Given text:
-- Begin --
CareerCup

This might not be efficient solution.

1. Insert the first node into the queue.
2. When inserting the child nodes of the first node check whether the element is in the queue.
if(present)
a. Insert left/right child of the node which is duplicate
else
Just traverse the tree

This solution does not ensure that duplicates are removed. We need to maintain a set of seen values throughout the traversal process. A hashtable comes to mind but it might be an overkill. If the set of values is finite like letters , we could use an array.

how can both left and right children of the deleted node be linked to its parent? if all duplicated nodes are either leaves or have only one child, then the problem is relatively easier.

Otherwise, I think we need to build a new tree from scratch. Traverse the old tree and keep inserting nodes into the new tree as long as they are not a duplicate. Duplicates can be checked by a hash map on node values.

we can create a queue of linklist in which we store the data value and pointer of tree while traversing the tree by any method, like preorder or inorder. then, while inserting new node we can check in queue whether this data value is already present in queue or not. if yeas, call delete(node *H) function, which delete the node.

we can create a queue of linklist in which we store the data value and pointer of tree while traversing the tree by any method, like preorder or inorder. then, while inserting new node we can check in queue whether this data value is already present in queue or not. if yeas, call delete(node *H) function, which delete the node.

Traversal the tree level by level using queue

begin with root
1) check if left child equal to current item
1.1) if yes, delete left child and goto 1)
1.2) if no, push left child into the queue
2) same with right child
3) queue empty?
-- End --
Exercise goal:
Carry on the forum thread about removing duplicate nodes from a binary tree, starting after its last line.

Data supplied:
-- Begin --
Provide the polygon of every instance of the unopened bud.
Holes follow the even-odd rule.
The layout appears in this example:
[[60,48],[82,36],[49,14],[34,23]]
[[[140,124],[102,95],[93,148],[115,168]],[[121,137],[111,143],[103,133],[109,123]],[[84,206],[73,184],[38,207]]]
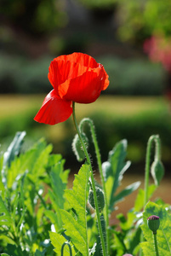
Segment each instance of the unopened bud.
[[157,230],[160,226],[159,217],[156,215],[150,216],[149,218],[147,218],[147,224],[153,234],[157,234]]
-- End --
In response:
3.1) yes - exit, job is done
3.2) no - get net item from queue and goto 1)

instead of hash tables, etc. build a new binary tree with duplicates removed (check at insert) It looks like there is no structure to the keys of the binary tree node, so it shouldn't matter.

we can traverse the tree in BFS manner. and simultaneously maintain an array of keys (of binary tree). for every key we can check if it is there in array we can retain it , otherwise we can delete the key.

space complexity : o(n) for array & o(n) for queue used(as in BFS)
time complexity : o(n2) : as for each key we have to check in array whether it is presnt or not.


correct me if i m wrong..
and suggest for better solution.

Wht if there are 2 child of a duplicate node.

Just a stupid query
Why cant we use hash table?
We can have a hash table of alphabets
We can traverse the tree in BFS or DFS and put all the alphabets as they come in the hash table. If a duplicate appears it we can delete it.
Now complexity will be O(N) for traversing the tree and for each node Hash table will take O(1) time. So overall complexity we get is O(N)

Please correct me if m wrng

not add them to begin with:-)